# Problem:
Your answer must repeat the full listing, line for line.

____________

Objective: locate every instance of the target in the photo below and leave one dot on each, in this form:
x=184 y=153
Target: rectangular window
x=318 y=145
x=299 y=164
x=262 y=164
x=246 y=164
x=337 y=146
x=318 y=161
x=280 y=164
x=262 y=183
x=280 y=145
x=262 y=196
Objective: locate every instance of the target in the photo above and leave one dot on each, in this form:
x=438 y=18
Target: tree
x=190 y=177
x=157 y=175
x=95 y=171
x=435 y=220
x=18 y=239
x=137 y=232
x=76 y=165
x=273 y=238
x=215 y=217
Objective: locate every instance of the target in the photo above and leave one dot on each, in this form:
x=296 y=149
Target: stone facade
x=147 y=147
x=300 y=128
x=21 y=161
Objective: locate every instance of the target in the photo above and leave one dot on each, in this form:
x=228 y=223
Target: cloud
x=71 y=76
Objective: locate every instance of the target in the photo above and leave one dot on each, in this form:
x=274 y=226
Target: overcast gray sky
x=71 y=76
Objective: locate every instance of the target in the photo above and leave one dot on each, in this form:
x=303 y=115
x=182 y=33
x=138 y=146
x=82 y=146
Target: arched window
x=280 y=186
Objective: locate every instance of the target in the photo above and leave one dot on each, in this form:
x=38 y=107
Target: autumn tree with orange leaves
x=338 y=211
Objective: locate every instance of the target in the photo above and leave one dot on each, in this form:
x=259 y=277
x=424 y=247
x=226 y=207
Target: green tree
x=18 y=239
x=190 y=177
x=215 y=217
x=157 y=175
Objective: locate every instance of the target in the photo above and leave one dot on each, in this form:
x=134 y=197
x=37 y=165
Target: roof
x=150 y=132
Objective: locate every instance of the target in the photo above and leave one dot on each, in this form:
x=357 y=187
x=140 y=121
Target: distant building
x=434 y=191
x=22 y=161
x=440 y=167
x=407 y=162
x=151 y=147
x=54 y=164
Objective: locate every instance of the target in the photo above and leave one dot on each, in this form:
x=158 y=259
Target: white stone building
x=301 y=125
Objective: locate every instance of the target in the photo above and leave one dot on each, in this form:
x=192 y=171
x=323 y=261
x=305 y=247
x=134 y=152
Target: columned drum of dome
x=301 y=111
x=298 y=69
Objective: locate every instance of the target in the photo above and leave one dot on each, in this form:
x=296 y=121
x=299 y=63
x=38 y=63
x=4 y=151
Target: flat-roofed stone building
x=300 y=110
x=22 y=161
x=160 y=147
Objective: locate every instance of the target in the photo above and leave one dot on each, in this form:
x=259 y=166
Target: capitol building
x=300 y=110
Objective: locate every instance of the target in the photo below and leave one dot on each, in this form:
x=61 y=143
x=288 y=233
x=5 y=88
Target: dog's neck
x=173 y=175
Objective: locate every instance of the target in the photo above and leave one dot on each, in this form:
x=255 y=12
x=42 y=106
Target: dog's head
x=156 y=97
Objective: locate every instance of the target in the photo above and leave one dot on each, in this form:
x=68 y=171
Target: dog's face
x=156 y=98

____________

# Result for this exercise:
Objective: locate every instance of the target in the photo below and leave one dot on each, in this form:
x=184 y=153
Target: rectangular window
x=318 y=145
x=299 y=164
x=262 y=164
x=246 y=164
x=337 y=146
x=318 y=161
x=280 y=164
x=262 y=183
x=280 y=145
x=262 y=196
Objective: locate every instance of the target in the photo above and leave one dot on each, in this form:
x=438 y=18
Target: tree
x=190 y=177
x=157 y=175
x=95 y=171
x=435 y=220
x=18 y=239
x=137 y=232
x=76 y=165
x=273 y=238
x=215 y=217
Objective: locate every instance of the target in the photo above and leave one dot on each, in this form:
x=296 y=149
Target: stone facade
x=147 y=147
x=300 y=128
x=21 y=161
Objective: locate every instance of the target in the photo above and leave one dot on each, in this form:
x=228 y=223
Target: cloud
x=71 y=76
Objective: locate every instance of the target in the photo above and leave one dot on each, in this form:
x=274 y=226
Target: overcast gray sky
x=71 y=76
Objective: locate every instance of the target in the photo above and leave one dot on each, in this form:
x=303 y=115
x=182 y=33
x=138 y=146
x=82 y=146
Target: arched window
x=280 y=186
Objective: locate every instance of the target in the photo above and leave one dot on each, in this form:
x=38 y=107
Target: autumn tree with orange leaves
x=338 y=211
Objective: locate every instance of the target in the photo above and leave one dot on each, in this form:
x=259 y=277
x=424 y=247
x=226 y=207
Target: green tree
x=18 y=239
x=190 y=177
x=215 y=217
x=157 y=175
Objective: locate every instance of the target in the photo above and leave one dot on each, in this form:
x=134 y=197
x=37 y=165
Target: roof
x=150 y=132
Objective: locate every instance of the target in the photo above and leave one dot on each, in this form:
x=357 y=187
x=140 y=121
Target: distant building
x=434 y=191
x=22 y=161
x=440 y=167
x=407 y=162
x=151 y=147
x=54 y=164
Objective: locate every instance of the target in the photo above and leave one dot on each, in this form:
x=158 y=259
Target: white stone building
x=301 y=125
Objective: locate every instance of the target in the photo above and leave one dot on each, in this form:
x=192 y=171
x=323 y=261
x=305 y=247
x=134 y=152
Target: columned drum of dome
x=301 y=111
x=298 y=69
Objective: locate every instance of the target in the photo above and leave one dot on each, in this form:
x=296 y=121
x=299 y=63
x=38 y=63
x=4 y=151
Target: flat-roofed stone building
x=300 y=110
x=22 y=161
x=160 y=147
Objective: locate every instance of the target in the photo above and leave one dot on each, in this form:
x=259 y=166
Target: capitol building
x=300 y=110
Objective: locate every instance of the target in the photo below and leave one dot on each, in this form:
x=61 y=143
x=288 y=233
x=5 y=88
Target: dog's neck
x=173 y=175
Objective: locate every instance of the target in the photo above and leave one dot on each, in this form:
x=255 y=12
x=42 y=106
Target: dog's head
x=156 y=97
Objective: locate every instance of the target in the photo above and leave one dot on each, in this form:
x=68 y=171
Target: dog's face
x=156 y=98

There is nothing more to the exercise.